In the cell below, a custom mlflow.pyfunc.PythonModel has been defined. However, it is more complex than the previous definition since the feature engineering of the input data is also included here.

In [2]:
import mlflow.pyfunc

import numpy as np
import pandas as pd
import pickle
import hdbscan

class ModelWrapper(mlflow.pyfunc.PythonModel):

    # define some useful list of columns
    def __init__(self):

        self.columns_to_encode = ['origin', 'destination', 'train_type', 'train_class', 'fare']
        self.columns_to_remove = ['insert_date', 'start_date', 'end_date']

    # at the time of loading the MLFlow model, the pickle data from the baseline
    # pipeline has to be loaded
    def load_context(self, context):
        
        with open(context.artifacts['encoder_path'], 'rb') as f:
            self.encoder_m = pickle.load(f)
            
        with open(context.artifacts['umap_path'], 'rb') as f:
            self.umap_m = pickle.load(f)
        
        with open(context.artifacts['hdbscan_path'], 'rb') as f:
            self.hdbscan_m = pickle.load(f)
            
    # the datetime columns could arrive in the integer form, in that case convert to
    # datetime type
    def check_dt_type(self, model_input):
        
        if model_input[self.columns_to_remove[0]].dtype == 'int64':
            for col in self.columns_to_remove:
                model_input[col] = pd.to_datetime(model_input[col])
        
        return model_input

    # the baseline transformations are done here
    def transform(self, model_input):
        
        model_input.dropna(inplace=True)
        
        model_input = self.check_dt_type(model_input)
        
        model_input.loc[:, self.columns_to_encode] = \
            self.encoder_m.transform(model_input[self.columns_to_encode])
        
        model_input['duration'] = (model_input['end_date'] - model_input['start_date']).dt.seconds / 3600

        model_input['time_to_departure'] = (model_input['start_date'].dt.tz_localize('Europe/Madrid').dt.tz_convert('UTC') \
                                   - model_input['insert_date'].dt.tz_localize('UTC')).dt.days

        model_input['hour'] = model_input['start_date'].dt.hour

        model_input['weekday'] = model_input['start_date'].dt.dayofweek

        model_input = model_input[[x for x in model_input.columns if x not in self.columns_to_remove]]
        
        return model_input

    # main method to override, the OrdinalEncoder and UMAP transformations are done along
    # with the HDBSCAN prediction over this embedding
    def predict(self, context, model_input):
        
        # allocate payload with return value for null
        payload = np.ones(len(model_input)) * -1
        
        preprocessed = self.transform(model_input.reset_index(drop=True))

**EXCERPTED DATA:**
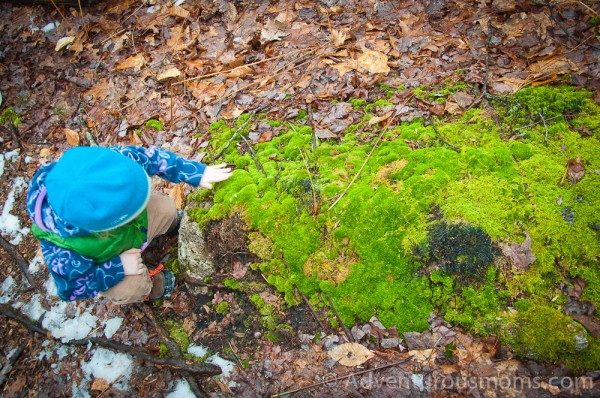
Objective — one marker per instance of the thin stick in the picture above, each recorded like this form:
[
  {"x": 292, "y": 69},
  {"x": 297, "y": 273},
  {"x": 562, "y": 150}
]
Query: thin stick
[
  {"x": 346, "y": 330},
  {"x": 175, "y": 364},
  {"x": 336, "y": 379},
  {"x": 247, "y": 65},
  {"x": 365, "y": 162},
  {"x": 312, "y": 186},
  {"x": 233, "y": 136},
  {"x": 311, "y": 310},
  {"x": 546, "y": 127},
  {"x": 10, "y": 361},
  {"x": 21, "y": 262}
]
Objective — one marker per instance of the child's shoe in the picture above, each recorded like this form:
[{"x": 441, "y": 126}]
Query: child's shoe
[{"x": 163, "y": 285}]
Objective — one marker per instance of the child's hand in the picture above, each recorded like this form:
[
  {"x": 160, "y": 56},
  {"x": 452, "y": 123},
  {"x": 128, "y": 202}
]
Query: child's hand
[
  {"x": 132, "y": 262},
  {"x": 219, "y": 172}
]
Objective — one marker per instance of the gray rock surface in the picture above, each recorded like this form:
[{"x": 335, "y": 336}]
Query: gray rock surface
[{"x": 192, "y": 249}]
...
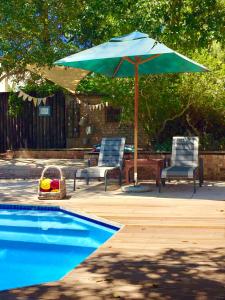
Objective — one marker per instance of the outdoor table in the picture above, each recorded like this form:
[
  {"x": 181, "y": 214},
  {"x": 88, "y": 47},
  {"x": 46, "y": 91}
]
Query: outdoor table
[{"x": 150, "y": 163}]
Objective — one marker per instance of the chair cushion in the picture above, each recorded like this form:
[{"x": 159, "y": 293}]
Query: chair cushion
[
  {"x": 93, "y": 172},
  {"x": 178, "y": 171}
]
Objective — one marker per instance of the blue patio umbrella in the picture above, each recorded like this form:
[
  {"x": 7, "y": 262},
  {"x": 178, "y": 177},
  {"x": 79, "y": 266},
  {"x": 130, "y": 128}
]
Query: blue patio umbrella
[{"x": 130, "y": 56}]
==
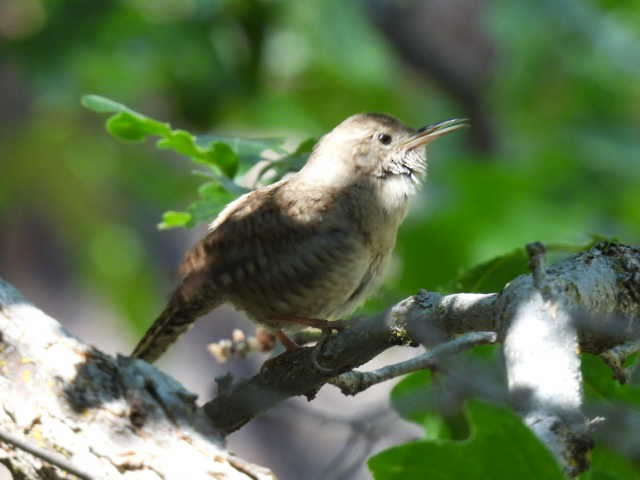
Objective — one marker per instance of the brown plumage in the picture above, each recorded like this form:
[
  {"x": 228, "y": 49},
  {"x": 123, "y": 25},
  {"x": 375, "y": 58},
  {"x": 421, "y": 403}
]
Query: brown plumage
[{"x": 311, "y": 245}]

**YOUR OBJECTIVE:** Carry on the MLflow model wrapper excerpt from the last line shown. The listing is separate material and has no connection to the MLflow model excerpt.

**TASK RESULT:**
        embedding = self.umap_m.transform(preprocessed)
        clusters, _ = hdbscan.approximate_predict(self.hdbscan_m, embedding)
        
        # fill not null records with their cluster
        payload[preprocessed.index] = clusters
        
        return payload



After the custom model has been defined, it is necessary to pack everything together, both the model and the conda environment.

In [3]:
mlflow_pyfunc_model_path = '../output/custom_model'

# remove all models if already there
!rm -rf $mlflow_pyfunc_model_path

# conda environment definition
# As corporate proxy restricts us from reaching internet hence removing 'defaults'
conda_env = {
    'channels': [
          '- https://nexus.apps.usae-2.syngentaaws.org/repository/Anaconda/pkgs/main/',
          '- https://nexus.apps.usae-2.syngentaaws.org/repository/Anaconda/pkgs/free/',
          '- https://nexus.apps.usae-2.syngentaaws.org/repository/Anaconda/pkgs/r/',
          '- https://nexus.apps.usae-2.syngentaaws.org/repository/Anaconda/pkgs/pro/',
          '- https://nexus.apps.usae-2.syngentaaws.org/repository/Anaconda/pkgs/msys2/'],
    'dependencies': [
        'python',
        {'pip': [
            'mlflow',
            'umap-learn',
            'hdbscan',
          ]
        },
    ],
    'name': 'custom_env',
}

# finally save the model as an MLFlow project into the output directory
mlflow.pyfunc.save_model(path=mlflow_pyfunc_model_path, 
                         python_model=ModelWrapper(),
                         conda_env=conda_env,
                         artifacts=artifacts)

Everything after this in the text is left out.